Requirements>
In the entries below, find every line that contains the word "mountain" and report each one in full. Matches must have the same capitalization.
+-------+
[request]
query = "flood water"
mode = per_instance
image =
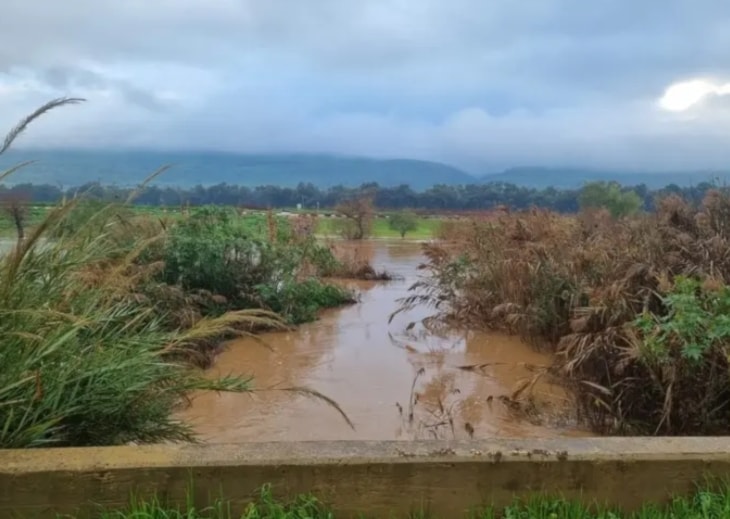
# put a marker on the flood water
(380, 374)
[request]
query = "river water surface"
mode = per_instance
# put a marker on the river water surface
(380, 374)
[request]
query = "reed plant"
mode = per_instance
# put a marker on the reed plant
(96, 347)
(634, 309)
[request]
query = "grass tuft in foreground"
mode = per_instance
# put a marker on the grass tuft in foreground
(703, 505)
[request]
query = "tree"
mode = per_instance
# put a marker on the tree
(608, 195)
(403, 222)
(358, 213)
(15, 207)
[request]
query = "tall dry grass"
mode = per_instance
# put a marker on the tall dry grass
(94, 349)
(635, 309)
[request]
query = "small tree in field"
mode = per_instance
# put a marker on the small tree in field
(403, 222)
(15, 207)
(358, 214)
(610, 196)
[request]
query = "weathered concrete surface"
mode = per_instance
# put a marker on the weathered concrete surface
(378, 478)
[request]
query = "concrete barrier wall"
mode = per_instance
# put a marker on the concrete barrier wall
(378, 478)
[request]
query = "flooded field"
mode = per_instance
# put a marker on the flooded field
(380, 374)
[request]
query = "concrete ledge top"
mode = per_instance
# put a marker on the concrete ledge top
(363, 452)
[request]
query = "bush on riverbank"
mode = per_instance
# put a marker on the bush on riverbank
(213, 250)
(86, 360)
(705, 503)
(635, 309)
(98, 336)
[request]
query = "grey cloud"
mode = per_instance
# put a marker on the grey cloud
(473, 82)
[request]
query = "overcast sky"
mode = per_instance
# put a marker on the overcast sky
(482, 84)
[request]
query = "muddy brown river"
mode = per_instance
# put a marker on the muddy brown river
(393, 383)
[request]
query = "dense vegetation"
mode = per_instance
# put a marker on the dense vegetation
(705, 504)
(473, 197)
(105, 313)
(635, 308)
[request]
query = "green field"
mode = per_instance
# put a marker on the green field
(427, 228)
(703, 505)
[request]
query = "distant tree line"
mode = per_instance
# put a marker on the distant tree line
(472, 197)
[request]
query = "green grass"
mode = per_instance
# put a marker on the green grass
(427, 229)
(703, 505)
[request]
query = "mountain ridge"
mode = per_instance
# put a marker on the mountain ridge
(190, 168)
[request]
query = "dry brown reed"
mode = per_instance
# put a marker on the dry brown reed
(579, 285)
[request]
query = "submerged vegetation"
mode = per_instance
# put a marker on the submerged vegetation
(635, 309)
(105, 314)
(706, 504)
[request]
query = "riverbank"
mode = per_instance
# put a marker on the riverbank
(395, 382)
(379, 479)
(704, 504)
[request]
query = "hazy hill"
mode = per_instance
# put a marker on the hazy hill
(575, 178)
(128, 168)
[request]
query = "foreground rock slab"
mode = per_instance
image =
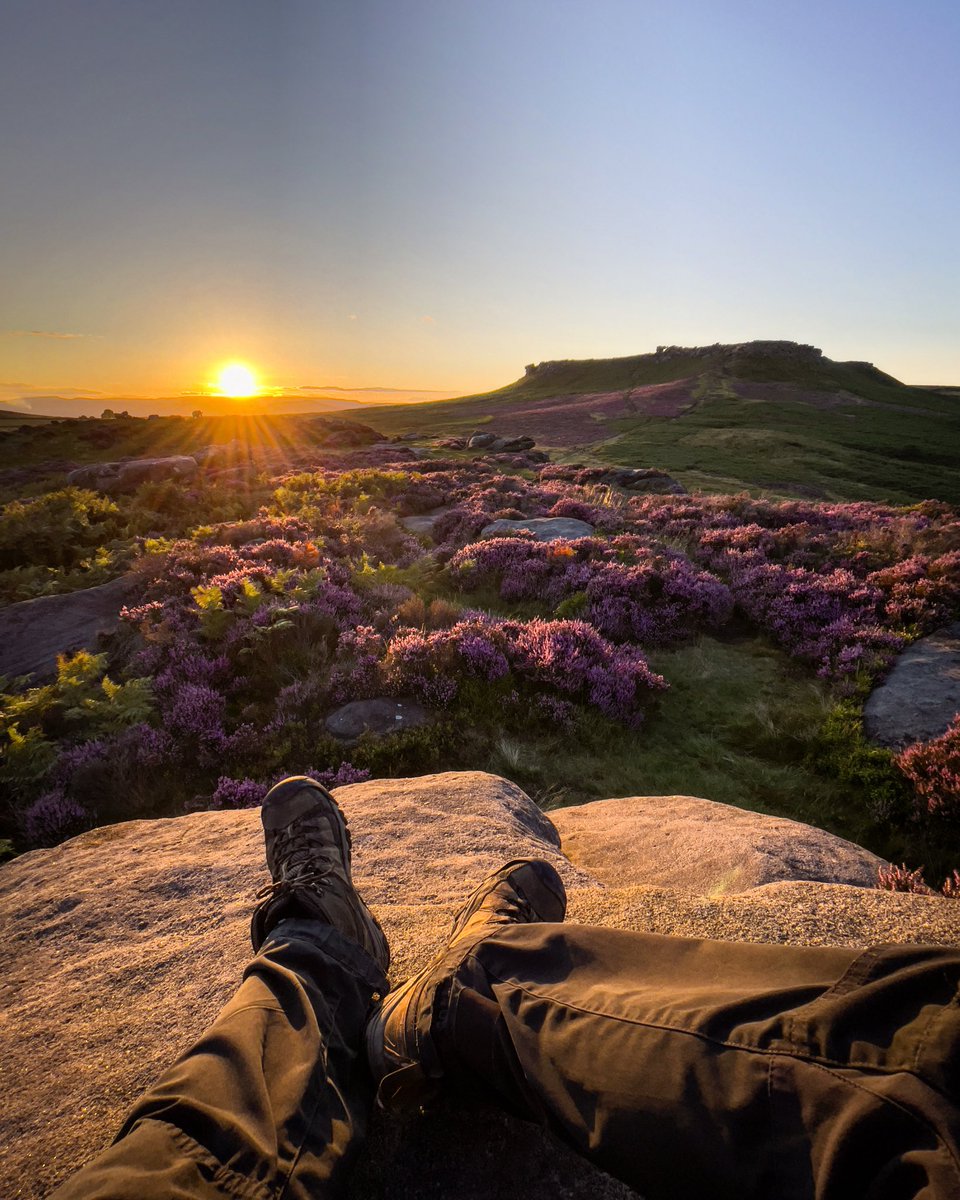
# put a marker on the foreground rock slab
(33, 633)
(921, 696)
(121, 946)
(681, 841)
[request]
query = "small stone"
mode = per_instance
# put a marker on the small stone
(921, 696)
(543, 528)
(378, 717)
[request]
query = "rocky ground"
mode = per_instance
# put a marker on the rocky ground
(123, 943)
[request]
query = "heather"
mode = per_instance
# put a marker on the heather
(712, 645)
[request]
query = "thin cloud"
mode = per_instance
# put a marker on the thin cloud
(45, 333)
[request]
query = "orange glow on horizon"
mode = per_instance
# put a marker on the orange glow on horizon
(237, 381)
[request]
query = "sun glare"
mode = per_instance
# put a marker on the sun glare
(237, 381)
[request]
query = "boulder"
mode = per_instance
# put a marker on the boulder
(516, 445)
(543, 528)
(223, 454)
(921, 696)
(642, 479)
(126, 475)
(381, 717)
(121, 945)
(701, 846)
(33, 633)
(339, 433)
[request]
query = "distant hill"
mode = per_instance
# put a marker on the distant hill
(778, 415)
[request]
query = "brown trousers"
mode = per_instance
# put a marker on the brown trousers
(684, 1067)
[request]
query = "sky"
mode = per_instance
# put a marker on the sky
(432, 193)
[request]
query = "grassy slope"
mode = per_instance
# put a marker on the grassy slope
(901, 445)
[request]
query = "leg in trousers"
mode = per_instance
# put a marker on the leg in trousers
(691, 1067)
(273, 1099)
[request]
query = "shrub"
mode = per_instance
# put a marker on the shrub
(58, 529)
(934, 772)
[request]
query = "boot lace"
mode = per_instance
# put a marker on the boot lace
(300, 865)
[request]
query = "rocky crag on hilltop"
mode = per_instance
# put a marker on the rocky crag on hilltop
(123, 943)
(719, 355)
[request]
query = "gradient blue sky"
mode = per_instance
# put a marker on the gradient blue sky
(432, 193)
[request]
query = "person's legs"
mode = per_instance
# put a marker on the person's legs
(274, 1097)
(694, 1067)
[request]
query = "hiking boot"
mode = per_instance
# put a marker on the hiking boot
(309, 857)
(401, 1033)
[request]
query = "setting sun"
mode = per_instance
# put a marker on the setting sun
(238, 381)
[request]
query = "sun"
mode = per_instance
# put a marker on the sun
(237, 379)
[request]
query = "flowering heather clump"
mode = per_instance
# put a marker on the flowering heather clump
(934, 769)
(567, 657)
(340, 777)
(921, 592)
(832, 621)
(53, 817)
(238, 793)
(900, 879)
(630, 592)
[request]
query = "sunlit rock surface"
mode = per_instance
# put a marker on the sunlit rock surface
(121, 946)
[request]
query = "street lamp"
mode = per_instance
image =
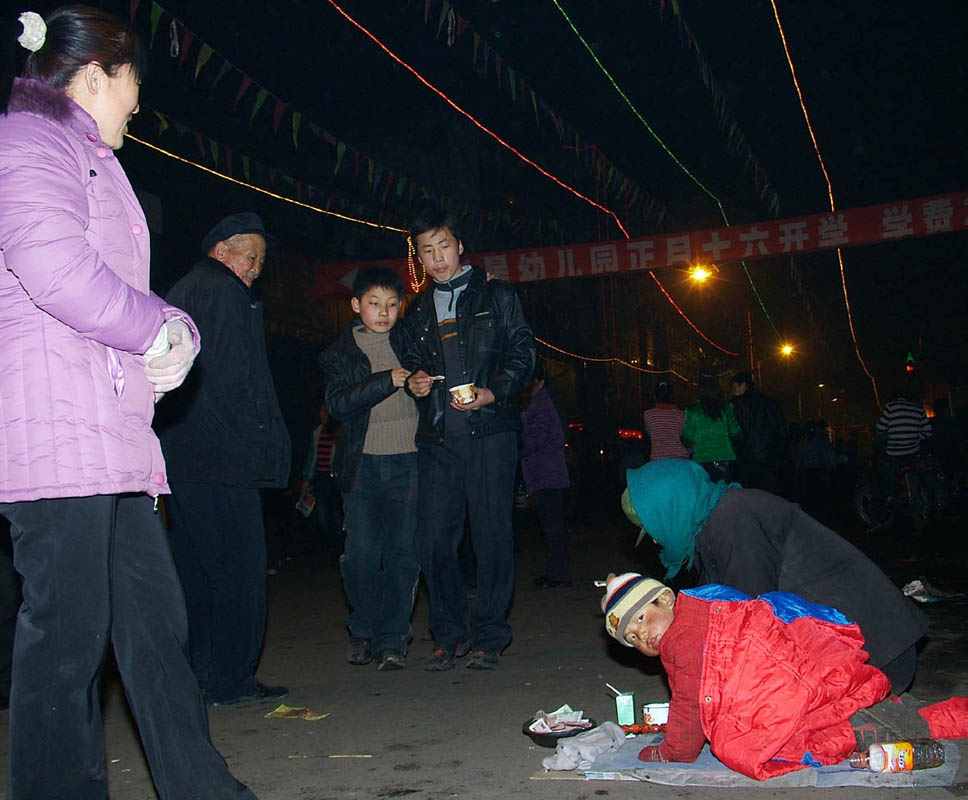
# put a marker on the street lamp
(699, 274)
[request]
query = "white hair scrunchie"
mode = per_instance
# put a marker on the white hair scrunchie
(35, 31)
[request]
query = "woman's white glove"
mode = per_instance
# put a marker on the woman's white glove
(168, 370)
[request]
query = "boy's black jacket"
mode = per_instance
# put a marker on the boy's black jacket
(351, 390)
(496, 351)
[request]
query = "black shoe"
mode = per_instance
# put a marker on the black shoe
(261, 694)
(389, 660)
(482, 659)
(444, 658)
(544, 582)
(358, 652)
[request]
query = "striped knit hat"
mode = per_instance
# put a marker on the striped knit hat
(625, 596)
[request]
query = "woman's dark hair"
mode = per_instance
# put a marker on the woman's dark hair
(433, 219)
(663, 392)
(77, 36)
(710, 395)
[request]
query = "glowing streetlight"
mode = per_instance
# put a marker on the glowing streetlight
(700, 274)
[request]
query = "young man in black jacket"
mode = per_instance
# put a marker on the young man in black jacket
(466, 330)
(376, 469)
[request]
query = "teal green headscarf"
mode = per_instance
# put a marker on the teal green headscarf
(673, 498)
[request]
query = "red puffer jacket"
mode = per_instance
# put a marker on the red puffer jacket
(779, 681)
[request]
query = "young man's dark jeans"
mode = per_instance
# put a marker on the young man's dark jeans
(475, 475)
(379, 563)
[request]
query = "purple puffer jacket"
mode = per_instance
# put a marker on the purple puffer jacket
(543, 445)
(75, 310)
+-------+
Full answer>
query = "mountain ridge"
# put a marker on the mountain ridge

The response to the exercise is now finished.